Your assignment — The records need to be set down again exactly as they appear.

(Supplied entries)

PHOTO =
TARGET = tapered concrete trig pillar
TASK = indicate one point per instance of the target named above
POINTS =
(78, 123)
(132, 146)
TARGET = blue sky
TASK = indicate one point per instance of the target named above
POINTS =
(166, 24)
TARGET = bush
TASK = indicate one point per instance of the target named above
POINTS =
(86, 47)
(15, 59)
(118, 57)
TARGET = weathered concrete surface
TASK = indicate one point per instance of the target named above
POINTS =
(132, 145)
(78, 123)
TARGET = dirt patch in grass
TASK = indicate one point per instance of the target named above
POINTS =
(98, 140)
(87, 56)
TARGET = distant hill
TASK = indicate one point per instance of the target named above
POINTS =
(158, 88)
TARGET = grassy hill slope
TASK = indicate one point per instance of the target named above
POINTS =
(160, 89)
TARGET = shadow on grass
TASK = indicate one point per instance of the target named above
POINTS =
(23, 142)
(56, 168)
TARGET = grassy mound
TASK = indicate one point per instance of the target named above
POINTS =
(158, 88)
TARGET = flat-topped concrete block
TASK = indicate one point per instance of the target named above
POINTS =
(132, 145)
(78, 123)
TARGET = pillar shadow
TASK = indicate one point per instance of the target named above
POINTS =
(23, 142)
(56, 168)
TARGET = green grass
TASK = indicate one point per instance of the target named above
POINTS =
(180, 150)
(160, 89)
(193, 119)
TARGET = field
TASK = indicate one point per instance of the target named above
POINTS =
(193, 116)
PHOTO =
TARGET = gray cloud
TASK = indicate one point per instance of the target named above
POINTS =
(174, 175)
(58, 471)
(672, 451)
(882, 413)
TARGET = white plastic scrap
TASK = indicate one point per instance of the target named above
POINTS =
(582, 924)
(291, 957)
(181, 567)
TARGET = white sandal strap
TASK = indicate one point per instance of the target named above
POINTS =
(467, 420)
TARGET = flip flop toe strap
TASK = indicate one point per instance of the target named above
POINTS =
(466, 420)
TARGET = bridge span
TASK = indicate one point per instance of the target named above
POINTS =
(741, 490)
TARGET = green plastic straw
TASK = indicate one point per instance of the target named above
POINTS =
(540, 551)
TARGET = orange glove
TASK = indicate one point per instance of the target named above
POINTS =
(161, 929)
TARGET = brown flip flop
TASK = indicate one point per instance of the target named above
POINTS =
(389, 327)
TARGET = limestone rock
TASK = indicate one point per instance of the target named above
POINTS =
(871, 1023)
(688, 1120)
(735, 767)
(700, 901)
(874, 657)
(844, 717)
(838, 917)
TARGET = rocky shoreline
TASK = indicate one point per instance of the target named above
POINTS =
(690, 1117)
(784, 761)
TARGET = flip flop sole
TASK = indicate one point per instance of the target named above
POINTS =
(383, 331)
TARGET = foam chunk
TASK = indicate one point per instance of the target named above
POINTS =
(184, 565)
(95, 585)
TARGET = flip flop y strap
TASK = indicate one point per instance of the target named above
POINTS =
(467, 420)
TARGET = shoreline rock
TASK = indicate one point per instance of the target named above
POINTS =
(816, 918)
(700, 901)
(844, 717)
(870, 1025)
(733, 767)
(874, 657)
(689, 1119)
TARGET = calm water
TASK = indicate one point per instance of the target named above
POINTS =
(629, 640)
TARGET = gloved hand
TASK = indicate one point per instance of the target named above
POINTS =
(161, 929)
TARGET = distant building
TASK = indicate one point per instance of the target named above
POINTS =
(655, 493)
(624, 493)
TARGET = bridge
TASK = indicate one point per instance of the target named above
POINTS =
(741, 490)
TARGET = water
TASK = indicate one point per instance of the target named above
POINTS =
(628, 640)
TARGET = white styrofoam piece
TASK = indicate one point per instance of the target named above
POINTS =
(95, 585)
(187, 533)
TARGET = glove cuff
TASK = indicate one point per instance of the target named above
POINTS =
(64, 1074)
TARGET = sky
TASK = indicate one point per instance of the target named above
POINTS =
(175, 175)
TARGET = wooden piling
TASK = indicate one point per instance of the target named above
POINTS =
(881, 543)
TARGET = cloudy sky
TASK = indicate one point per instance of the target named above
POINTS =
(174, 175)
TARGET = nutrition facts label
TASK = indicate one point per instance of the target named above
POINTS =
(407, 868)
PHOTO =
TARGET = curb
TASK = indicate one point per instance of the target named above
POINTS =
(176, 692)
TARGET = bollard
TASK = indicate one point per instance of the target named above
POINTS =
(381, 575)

(End Supplied entries)

Task result —
PHOTO =
TARGET = tapered concrete trig pillar
TASK = indicate one point per instance of the target named above
POINTS =
(78, 123)
(132, 146)
TARGET = blue sky
TASK = indicate one point per instance of the target named above
POINTS =
(166, 24)
TARGET = bush
TASK = indicate one point per instance of the target named above
POINTS =
(86, 47)
(15, 59)
(118, 57)
TARGET = weathered concrete surface
TASK = indicate one point per instance of the target named above
POINTS =
(132, 145)
(78, 123)
TARGET = dirt patch in grass
TASK = indicate one point per instance of the target named above
POINTS =
(98, 140)
(87, 56)
TARGET = distant hill
TASK = indicate one point per instance of the target named above
POINTS =
(158, 88)
TARGET = grassy hill slope
TASK = indicate one point per instance of the target named above
POINTS =
(160, 89)
TARGET = shadow on grass
TASK = indicate one point per instance of the target named above
POINTS =
(23, 142)
(56, 168)
TARGET = grassy mound
TASK = indicate one point per instance of the target named above
POINTS =
(158, 88)
TARGET = flat-topped concrete block
TASK = indicate one point per instance of the target named above
POINTS =
(132, 145)
(78, 123)
TARGET = pillar shadow
TASK = indicate one point per instance of the target named above
POINTS =
(23, 142)
(56, 168)
TARGET = green grass
TASK = indicate one point per instance of the target named above
POINTS =
(180, 150)
(160, 89)
(193, 119)
TARGET = field
TASK = indicate one point per instance of the target named above
POINTS =
(193, 116)
PHOTO =
TARGET = gray cloud
TASK = indicate one point per instance of the target named above
POINTS =
(174, 175)
(58, 471)
(672, 451)
(882, 413)
TARGET = white plastic scrap
TASK = indicate one point per instance of the target named above
POINTS =
(582, 924)
(291, 957)
(181, 567)
TARGET = white sandal strap
TASK = indicate one point per instance of the target named above
POINTS =
(467, 420)
TARGET = flip flop toe strap
TASK = indicate one point per instance of the target named above
POINTS =
(466, 420)
TARGET = bridge span
TASK = indicate one point per instance of the target named above
POINTS =
(741, 490)
TARGET = green plastic straw
TASK = indicate one point per instance of the target named above
POINTS =
(540, 551)
TARGET = orange glove
TASK = indicate one point per instance of the target named above
POINTS =
(161, 929)
TARGET = brown flip flop
TASK = indicate one point per instance of the target named above
POINTS =
(389, 327)
TARGET = limestone rock
TASK = indicate one point per instance of the target named above
POINTS =
(871, 1023)
(688, 1120)
(735, 767)
(700, 901)
(874, 657)
(844, 717)
(838, 917)
TARGET = rocky shoreline
TASK = indicate one point per instance of the target named above
POINTS =
(690, 1117)
(784, 761)
TARGET = flip flop sole
TASK = indicate one point per instance of the target named above
POINTS =
(383, 331)
TARGET = foam chunk
TASK = indicate one point per instance of the target named above
POINTS =
(184, 565)
(95, 585)
TARGET = flip flop y strap
TASK = indicate one point per instance of the target named above
POINTS =
(467, 420)
TARGET = shoreline rock
TASK = indicate one point per instance of the target named above
POINTS =
(816, 918)
(700, 901)
(844, 717)
(870, 1025)
(733, 767)
(874, 657)
(689, 1119)
TARGET = calm water
TASK = indicate one point per instance of the target named above
POINTS =
(629, 640)
TARGET = gloved hand
TASK = indicate one point per instance of the target named above
POINTS =
(161, 929)
TARGET = distant building
TASK = indicate one point per instance of the target named above
POINTS =
(655, 493)
(624, 493)
TARGET = bridge
TASK = indicate one point per instance of the target named above
POINTS =
(741, 490)
TARGET = water
TASK = indicate one point per instance of the target named above
POINTS =
(628, 640)
TARGET = white styrofoam piece
TASK = indicate one point per instance of the target named above
POINTS =
(95, 585)
(187, 533)
TARGET = glove cuff
TASK = indicate one point per instance of the target named above
POINTS =
(64, 1074)
TARGET = sky
TASK = indicate one point per instance of the target named above
POINTS =
(175, 175)
TARGET = wooden piling
TASK = indicate one point per instance of the target named above
POINTS =
(881, 543)
TARGET = cloudy sky
TASK = indicate one point per instance of the target named above
POINTS =
(174, 175)
TARGET = nutrition facts label
TASK = indicate one point per instance of the target named above
POINTS =
(407, 868)
PHOTO =
TARGET = curb
TASK = indicate one point per instance of the target named above
POINTS =
(176, 692)
TARGET = bollard
TASK = indicate one point per instance of the target named above
POINTS =
(381, 575)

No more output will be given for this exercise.